* [The task]
Would you repeat, exactly as given, the line with "Warehouse bin-picking: the next item to retrieve is the blurred" and every line after it to the end of the entries?

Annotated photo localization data
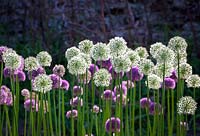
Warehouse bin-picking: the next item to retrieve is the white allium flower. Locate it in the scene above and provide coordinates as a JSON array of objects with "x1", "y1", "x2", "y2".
[
  {"x1": 139, "y1": 59, "x2": 154, "y2": 75},
  {"x1": 150, "y1": 42, "x2": 166, "y2": 58},
  {"x1": 177, "y1": 63, "x2": 192, "y2": 79},
  {"x1": 173, "y1": 51, "x2": 187, "y2": 67},
  {"x1": 177, "y1": 96, "x2": 197, "y2": 115},
  {"x1": 147, "y1": 74, "x2": 162, "y2": 89},
  {"x1": 53, "y1": 64, "x2": 66, "y2": 77},
  {"x1": 24, "y1": 57, "x2": 40, "y2": 71},
  {"x1": 186, "y1": 75, "x2": 200, "y2": 88},
  {"x1": 3, "y1": 52, "x2": 21, "y2": 70},
  {"x1": 93, "y1": 68, "x2": 111, "y2": 87},
  {"x1": 154, "y1": 63, "x2": 174, "y2": 78},
  {"x1": 65, "y1": 47, "x2": 80, "y2": 61},
  {"x1": 33, "y1": 74, "x2": 53, "y2": 93},
  {"x1": 91, "y1": 42, "x2": 110, "y2": 61},
  {"x1": 36, "y1": 51, "x2": 52, "y2": 67},
  {"x1": 125, "y1": 50, "x2": 140, "y2": 67},
  {"x1": 108, "y1": 37, "x2": 127, "y2": 57},
  {"x1": 168, "y1": 36, "x2": 188, "y2": 53},
  {"x1": 78, "y1": 39, "x2": 93, "y2": 54},
  {"x1": 154, "y1": 47, "x2": 175, "y2": 64},
  {"x1": 111, "y1": 55, "x2": 131, "y2": 73},
  {"x1": 67, "y1": 56, "x2": 87, "y2": 75},
  {"x1": 77, "y1": 53, "x2": 91, "y2": 68},
  {"x1": 135, "y1": 47, "x2": 149, "y2": 59}
]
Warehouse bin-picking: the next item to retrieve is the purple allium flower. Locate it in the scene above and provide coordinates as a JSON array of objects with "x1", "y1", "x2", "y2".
[
  {"x1": 61, "y1": 80, "x2": 69, "y2": 90},
  {"x1": 24, "y1": 99, "x2": 38, "y2": 112},
  {"x1": 66, "y1": 110, "x2": 78, "y2": 118},
  {"x1": 18, "y1": 56, "x2": 24, "y2": 70},
  {"x1": 49, "y1": 74, "x2": 62, "y2": 89},
  {"x1": 149, "y1": 102, "x2": 162, "y2": 115},
  {"x1": 126, "y1": 66, "x2": 143, "y2": 81},
  {"x1": 0, "y1": 85, "x2": 13, "y2": 106},
  {"x1": 0, "y1": 46, "x2": 8, "y2": 62},
  {"x1": 89, "y1": 64, "x2": 99, "y2": 76},
  {"x1": 70, "y1": 97, "x2": 83, "y2": 107},
  {"x1": 14, "y1": 70, "x2": 26, "y2": 81},
  {"x1": 140, "y1": 97, "x2": 152, "y2": 109},
  {"x1": 21, "y1": 89, "x2": 30, "y2": 97},
  {"x1": 53, "y1": 64, "x2": 65, "y2": 77},
  {"x1": 3, "y1": 67, "x2": 12, "y2": 78},
  {"x1": 169, "y1": 70, "x2": 177, "y2": 82},
  {"x1": 109, "y1": 66, "x2": 124, "y2": 79},
  {"x1": 0, "y1": 88, "x2": 8, "y2": 105},
  {"x1": 28, "y1": 67, "x2": 46, "y2": 80},
  {"x1": 105, "y1": 117, "x2": 120, "y2": 133},
  {"x1": 164, "y1": 77, "x2": 176, "y2": 89},
  {"x1": 122, "y1": 80, "x2": 134, "y2": 89},
  {"x1": 113, "y1": 94, "x2": 128, "y2": 106},
  {"x1": 101, "y1": 90, "x2": 115, "y2": 100},
  {"x1": 73, "y1": 86, "x2": 83, "y2": 96},
  {"x1": 97, "y1": 59, "x2": 112, "y2": 69},
  {"x1": 92, "y1": 105, "x2": 102, "y2": 113},
  {"x1": 5, "y1": 92, "x2": 13, "y2": 106},
  {"x1": 113, "y1": 85, "x2": 127, "y2": 96}
]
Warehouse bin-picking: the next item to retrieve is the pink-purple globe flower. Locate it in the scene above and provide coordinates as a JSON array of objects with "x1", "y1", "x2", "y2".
[{"x1": 105, "y1": 117, "x2": 121, "y2": 133}]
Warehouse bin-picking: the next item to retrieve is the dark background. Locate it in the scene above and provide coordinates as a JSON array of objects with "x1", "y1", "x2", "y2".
[{"x1": 0, "y1": 0, "x2": 200, "y2": 73}]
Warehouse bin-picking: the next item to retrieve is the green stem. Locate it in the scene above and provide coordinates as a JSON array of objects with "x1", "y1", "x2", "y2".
[
  {"x1": 132, "y1": 81, "x2": 136, "y2": 136},
  {"x1": 58, "y1": 86, "x2": 61, "y2": 136},
  {"x1": 62, "y1": 90, "x2": 66, "y2": 136},
  {"x1": 53, "y1": 90, "x2": 58, "y2": 135},
  {"x1": 167, "y1": 89, "x2": 171, "y2": 136},
  {"x1": 171, "y1": 90, "x2": 174, "y2": 135},
  {"x1": 48, "y1": 92, "x2": 54, "y2": 135},
  {"x1": 193, "y1": 88, "x2": 196, "y2": 136},
  {"x1": 24, "y1": 110, "x2": 27, "y2": 136},
  {"x1": 139, "y1": 81, "x2": 142, "y2": 136},
  {"x1": 4, "y1": 106, "x2": 12, "y2": 136}
]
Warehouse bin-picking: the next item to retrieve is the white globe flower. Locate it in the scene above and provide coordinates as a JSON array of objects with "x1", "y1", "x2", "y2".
[
  {"x1": 186, "y1": 75, "x2": 200, "y2": 88},
  {"x1": 150, "y1": 42, "x2": 166, "y2": 58},
  {"x1": 93, "y1": 68, "x2": 111, "y2": 87},
  {"x1": 177, "y1": 63, "x2": 192, "y2": 79},
  {"x1": 135, "y1": 47, "x2": 149, "y2": 59},
  {"x1": 139, "y1": 58, "x2": 154, "y2": 75},
  {"x1": 147, "y1": 74, "x2": 162, "y2": 90},
  {"x1": 65, "y1": 47, "x2": 80, "y2": 61},
  {"x1": 3, "y1": 52, "x2": 21, "y2": 70},
  {"x1": 36, "y1": 51, "x2": 52, "y2": 67},
  {"x1": 91, "y1": 42, "x2": 110, "y2": 61},
  {"x1": 125, "y1": 50, "x2": 140, "y2": 67},
  {"x1": 111, "y1": 55, "x2": 131, "y2": 73},
  {"x1": 78, "y1": 39, "x2": 93, "y2": 54},
  {"x1": 168, "y1": 36, "x2": 188, "y2": 53},
  {"x1": 24, "y1": 57, "x2": 40, "y2": 71}
]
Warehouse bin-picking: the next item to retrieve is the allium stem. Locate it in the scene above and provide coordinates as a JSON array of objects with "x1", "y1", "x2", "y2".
[
  {"x1": 176, "y1": 52, "x2": 180, "y2": 136},
  {"x1": 132, "y1": 81, "x2": 136, "y2": 136},
  {"x1": 146, "y1": 79, "x2": 151, "y2": 136},
  {"x1": 167, "y1": 89, "x2": 171, "y2": 136},
  {"x1": 125, "y1": 80, "x2": 130, "y2": 136},
  {"x1": 0, "y1": 107, "x2": 4, "y2": 133},
  {"x1": 171, "y1": 90, "x2": 174, "y2": 135},
  {"x1": 139, "y1": 81, "x2": 142, "y2": 136},
  {"x1": 53, "y1": 90, "x2": 58, "y2": 135},
  {"x1": 4, "y1": 105, "x2": 12, "y2": 136},
  {"x1": 48, "y1": 92, "x2": 54, "y2": 135},
  {"x1": 61, "y1": 90, "x2": 66, "y2": 136},
  {"x1": 193, "y1": 88, "x2": 196, "y2": 136},
  {"x1": 58, "y1": 85, "x2": 61, "y2": 136},
  {"x1": 24, "y1": 110, "x2": 27, "y2": 136}
]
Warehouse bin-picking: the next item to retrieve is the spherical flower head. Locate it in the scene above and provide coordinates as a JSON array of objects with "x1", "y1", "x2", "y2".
[
  {"x1": 126, "y1": 66, "x2": 143, "y2": 81},
  {"x1": 147, "y1": 74, "x2": 162, "y2": 90},
  {"x1": 149, "y1": 102, "x2": 162, "y2": 115},
  {"x1": 66, "y1": 110, "x2": 78, "y2": 118},
  {"x1": 67, "y1": 56, "x2": 87, "y2": 75},
  {"x1": 3, "y1": 67, "x2": 12, "y2": 78},
  {"x1": 14, "y1": 70, "x2": 26, "y2": 81},
  {"x1": 113, "y1": 94, "x2": 128, "y2": 106},
  {"x1": 91, "y1": 42, "x2": 110, "y2": 61},
  {"x1": 24, "y1": 99, "x2": 38, "y2": 112},
  {"x1": 105, "y1": 117, "x2": 121, "y2": 133},
  {"x1": 140, "y1": 97, "x2": 152, "y2": 109},
  {"x1": 78, "y1": 39, "x2": 93, "y2": 54},
  {"x1": 36, "y1": 51, "x2": 52, "y2": 67},
  {"x1": 78, "y1": 70, "x2": 91, "y2": 84},
  {"x1": 164, "y1": 77, "x2": 176, "y2": 89},
  {"x1": 177, "y1": 63, "x2": 192, "y2": 79},
  {"x1": 21, "y1": 89, "x2": 30, "y2": 97},
  {"x1": 121, "y1": 80, "x2": 134, "y2": 89},
  {"x1": 186, "y1": 75, "x2": 200, "y2": 88},
  {"x1": 33, "y1": 74, "x2": 52, "y2": 93},
  {"x1": 93, "y1": 68, "x2": 111, "y2": 87},
  {"x1": 61, "y1": 80, "x2": 70, "y2": 90},
  {"x1": 138, "y1": 59, "x2": 154, "y2": 75},
  {"x1": 0, "y1": 87, "x2": 8, "y2": 105},
  {"x1": 173, "y1": 52, "x2": 187, "y2": 67},
  {"x1": 135, "y1": 47, "x2": 149, "y2": 59},
  {"x1": 150, "y1": 42, "x2": 166, "y2": 58},
  {"x1": 153, "y1": 63, "x2": 174, "y2": 78},
  {"x1": 53, "y1": 64, "x2": 65, "y2": 77},
  {"x1": 108, "y1": 37, "x2": 127, "y2": 57},
  {"x1": 101, "y1": 90, "x2": 115, "y2": 100},
  {"x1": 177, "y1": 96, "x2": 197, "y2": 115},
  {"x1": 77, "y1": 53, "x2": 92, "y2": 68},
  {"x1": 3, "y1": 52, "x2": 21, "y2": 70},
  {"x1": 65, "y1": 47, "x2": 80, "y2": 61},
  {"x1": 70, "y1": 97, "x2": 83, "y2": 107},
  {"x1": 113, "y1": 85, "x2": 127, "y2": 96},
  {"x1": 0, "y1": 46, "x2": 8, "y2": 62},
  {"x1": 25, "y1": 57, "x2": 40, "y2": 71},
  {"x1": 97, "y1": 59, "x2": 112, "y2": 69},
  {"x1": 168, "y1": 36, "x2": 188, "y2": 53},
  {"x1": 89, "y1": 64, "x2": 99, "y2": 76},
  {"x1": 5, "y1": 92, "x2": 13, "y2": 106},
  {"x1": 92, "y1": 105, "x2": 102, "y2": 113},
  {"x1": 49, "y1": 74, "x2": 62, "y2": 89},
  {"x1": 28, "y1": 67, "x2": 46, "y2": 80},
  {"x1": 109, "y1": 66, "x2": 124, "y2": 79},
  {"x1": 125, "y1": 50, "x2": 140, "y2": 67},
  {"x1": 73, "y1": 86, "x2": 83, "y2": 96},
  {"x1": 154, "y1": 47, "x2": 175, "y2": 64},
  {"x1": 111, "y1": 55, "x2": 131, "y2": 73}
]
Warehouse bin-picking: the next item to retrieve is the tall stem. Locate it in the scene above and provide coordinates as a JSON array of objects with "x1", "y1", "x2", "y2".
[{"x1": 193, "y1": 88, "x2": 196, "y2": 136}]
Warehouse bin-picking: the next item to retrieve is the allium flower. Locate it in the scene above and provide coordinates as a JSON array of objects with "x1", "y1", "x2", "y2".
[
  {"x1": 18, "y1": 56, "x2": 24, "y2": 71},
  {"x1": 177, "y1": 63, "x2": 192, "y2": 79},
  {"x1": 5, "y1": 92, "x2": 13, "y2": 106},
  {"x1": 121, "y1": 80, "x2": 134, "y2": 89},
  {"x1": 65, "y1": 47, "x2": 80, "y2": 61},
  {"x1": 186, "y1": 75, "x2": 200, "y2": 88},
  {"x1": 33, "y1": 74, "x2": 53, "y2": 93},
  {"x1": 14, "y1": 70, "x2": 26, "y2": 81},
  {"x1": 147, "y1": 74, "x2": 162, "y2": 89},
  {"x1": 67, "y1": 56, "x2": 87, "y2": 75},
  {"x1": 0, "y1": 46, "x2": 8, "y2": 62},
  {"x1": 24, "y1": 99, "x2": 38, "y2": 112},
  {"x1": 140, "y1": 98, "x2": 152, "y2": 109},
  {"x1": 97, "y1": 59, "x2": 112, "y2": 69},
  {"x1": 168, "y1": 36, "x2": 188, "y2": 53},
  {"x1": 170, "y1": 70, "x2": 178, "y2": 82},
  {"x1": 3, "y1": 67, "x2": 12, "y2": 77},
  {"x1": 113, "y1": 85, "x2": 127, "y2": 96},
  {"x1": 53, "y1": 64, "x2": 65, "y2": 77},
  {"x1": 173, "y1": 52, "x2": 187, "y2": 67},
  {"x1": 66, "y1": 110, "x2": 78, "y2": 118},
  {"x1": 138, "y1": 59, "x2": 154, "y2": 75},
  {"x1": 78, "y1": 39, "x2": 93, "y2": 54},
  {"x1": 92, "y1": 105, "x2": 102, "y2": 113},
  {"x1": 70, "y1": 97, "x2": 83, "y2": 107},
  {"x1": 105, "y1": 117, "x2": 121, "y2": 133},
  {"x1": 125, "y1": 50, "x2": 140, "y2": 67},
  {"x1": 126, "y1": 66, "x2": 143, "y2": 81},
  {"x1": 3, "y1": 52, "x2": 21, "y2": 70},
  {"x1": 150, "y1": 42, "x2": 166, "y2": 58},
  {"x1": 135, "y1": 47, "x2": 149, "y2": 59},
  {"x1": 108, "y1": 66, "x2": 124, "y2": 79},
  {"x1": 101, "y1": 90, "x2": 115, "y2": 100},
  {"x1": 78, "y1": 70, "x2": 91, "y2": 84},
  {"x1": 154, "y1": 63, "x2": 174, "y2": 78},
  {"x1": 111, "y1": 55, "x2": 131, "y2": 73},
  {"x1": 28, "y1": 67, "x2": 46, "y2": 80},
  {"x1": 0, "y1": 86, "x2": 13, "y2": 106},
  {"x1": 77, "y1": 53, "x2": 92, "y2": 68},
  {"x1": 21, "y1": 89, "x2": 30, "y2": 97},
  {"x1": 108, "y1": 37, "x2": 127, "y2": 57},
  {"x1": 89, "y1": 64, "x2": 99, "y2": 75},
  {"x1": 164, "y1": 77, "x2": 176, "y2": 89},
  {"x1": 93, "y1": 68, "x2": 111, "y2": 87},
  {"x1": 149, "y1": 102, "x2": 162, "y2": 115},
  {"x1": 91, "y1": 42, "x2": 110, "y2": 61},
  {"x1": 154, "y1": 47, "x2": 175, "y2": 64},
  {"x1": 25, "y1": 57, "x2": 40, "y2": 71},
  {"x1": 49, "y1": 74, "x2": 62, "y2": 89},
  {"x1": 36, "y1": 51, "x2": 52, "y2": 67},
  {"x1": 177, "y1": 96, "x2": 197, "y2": 115},
  {"x1": 61, "y1": 80, "x2": 70, "y2": 90},
  {"x1": 73, "y1": 86, "x2": 83, "y2": 96},
  {"x1": 113, "y1": 94, "x2": 128, "y2": 106}
]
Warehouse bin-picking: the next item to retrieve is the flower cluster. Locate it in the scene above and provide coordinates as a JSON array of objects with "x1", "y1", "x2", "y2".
[{"x1": 0, "y1": 85, "x2": 13, "y2": 106}]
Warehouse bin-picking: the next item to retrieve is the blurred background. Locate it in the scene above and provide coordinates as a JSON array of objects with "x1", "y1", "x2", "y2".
[{"x1": 0, "y1": 0, "x2": 200, "y2": 74}]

* [Answer box]
Warehouse bin-picking: the next item to retrieve is the blurred background. Locate it in the scene above and provide coordinates as a JSON array of objects with "x1", "y1", "x2", "y2".
[{"x1": 0, "y1": 0, "x2": 200, "y2": 74}]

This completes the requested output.